**REQUIRED WORK**
Pick out and copy every line of the material below that contains the string "trace". Case matters.

^^^^

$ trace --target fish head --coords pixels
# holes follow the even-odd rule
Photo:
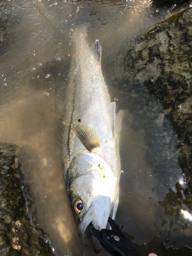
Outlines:
[[[92,222],[100,230],[107,227],[109,217],[115,218],[118,204],[118,181],[105,161],[90,152],[74,157],[69,178],[69,198],[79,237],[83,244],[93,244],[94,251],[98,253],[102,247],[88,225]]]

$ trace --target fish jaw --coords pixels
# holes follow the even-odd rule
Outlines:
[[[97,230],[106,228],[111,209],[111,202],[109,197],[103,196],[98,197],[91,203],[79,226],[79,236],[82,239],[83,244],[89,246],[93,244],[94,251],[96,253],[101,251],[102,247],[99,240],[91,235],[88,225],[92,222]]]
[[[98,240],[92,237],[88,225],[92,222],[100,230],[106,228],[109,217],[115,218],[118,203],[118,180],[111,166],[93,153],[77,154],[71,167],[69,190],[72,206],[77,198],[83,203],[81,212],[79,215],[74,213],[79,235],[84,245],[93,244],[94,251],[98,253],[102,248]]]

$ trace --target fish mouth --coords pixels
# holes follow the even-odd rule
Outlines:
[[[96,253],[101,251],[102,246],[99,241],[91,232],[89,225],[92,222],[95,228],[99,230],[106,228],[110,215],[111,200],[102,202],[101,204],[104,203],[105,205],[103,210],[101,210],[101,203],[98,204],[98,200],[91,203],[79,226],[79,236],[81,238],[82,244],[88,246],[93,245],[93,250]],[[98,207],[98,205],[99,207]],[[108,210],[106,211],[106,208]]]

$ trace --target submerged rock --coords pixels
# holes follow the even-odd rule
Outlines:
[[[119,56],[113,83],[124,90],[144,84],[165,109],[178,139],[179,161],[192,188],[192,8],[130,41]],[[123,62],[122,60],[123,60]],[[119,74],[121,81],[119,82]],[[111,78],[111,79],[112,79]],[[118,80],[119,79],[119,80]]]
[[[0,143],[0,255],[53,255],[27,214],[18,175],[21,149]]]

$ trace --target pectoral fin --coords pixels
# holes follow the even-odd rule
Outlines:
[[[100,137],[97,131],[86,124],[78,124],[75,132],[81,142],[89,151],[100,146]]]

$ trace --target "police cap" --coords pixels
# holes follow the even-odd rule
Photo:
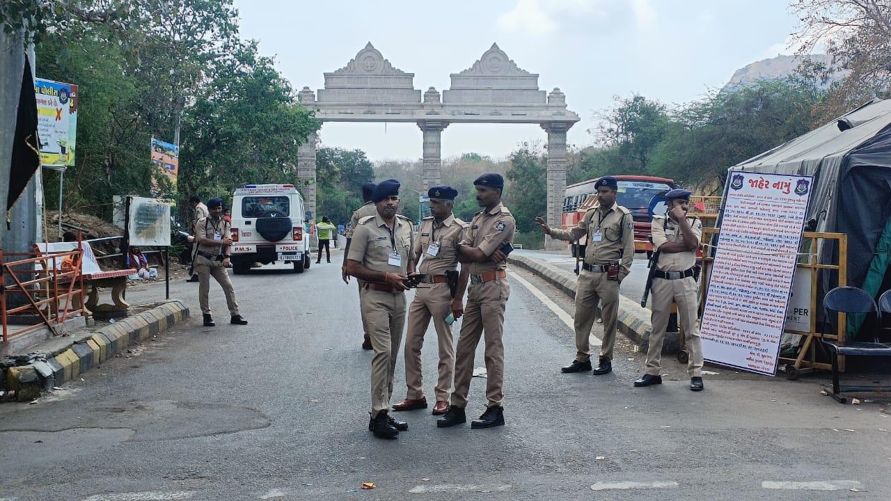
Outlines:
[[[430,198],[454,200],[454,197],[458,196],[458,190],[452,186],[433,186],[429,190],[427,190],[427,196]]]
[[[594,183],[594,189],[595,190],[597,188],[600,188],[601,186],[606,186],[606,187],[611,188],[613,190],[617,190],[618,189],[618,182],[616,181],[616,178],[613,177],[612,176],[604,176],[603,177],[601,177],[600,179],[598,179],[596,183]]]
[[[396,179],[388,179],[378,183],[378,186],[374,188],[374,196],[372,197],[372,201],[377,203],[387,197],[399,196],[400,185]]]
[[[683,188],[674,188],[666,193],[666,200],[690,200],[690,195],[693,192]]]
[[[504,178],[502,177],[501,174],[489,172],[487,174],[483,174],[479,177],[477,177],[477,180],[473,182],[473,185],[486,186],[488,188],[503,188]]]

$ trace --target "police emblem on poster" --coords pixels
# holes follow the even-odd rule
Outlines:
[[[810,186],[811,181],[809,179],[798,179],[798,184],[795,185],[795,193],[797,195],[806,195]]]

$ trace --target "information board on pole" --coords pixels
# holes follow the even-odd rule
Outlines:
[[[776,374],[813,181],[730,173],[702,314],[706,360]]]

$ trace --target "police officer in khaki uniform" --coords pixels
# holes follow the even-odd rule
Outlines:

^^^^

**TASK RESULT**
$ trace --target fish head --coords pixels
$ trace --target fish jaw --coords pixels
$ trace --target fish mouth --coords pixels
$ trace --target submerged rock --coords pixels
$ trace --target pectoral fin --coords pixels
$ trace --target "police cap" --coords pixels
$ trace --target "police emblem on poster" --coords pixels
$ trace --target "information board on pole" --coords pixels
$ trace --target "police officer in khaki uniform" --coords pixels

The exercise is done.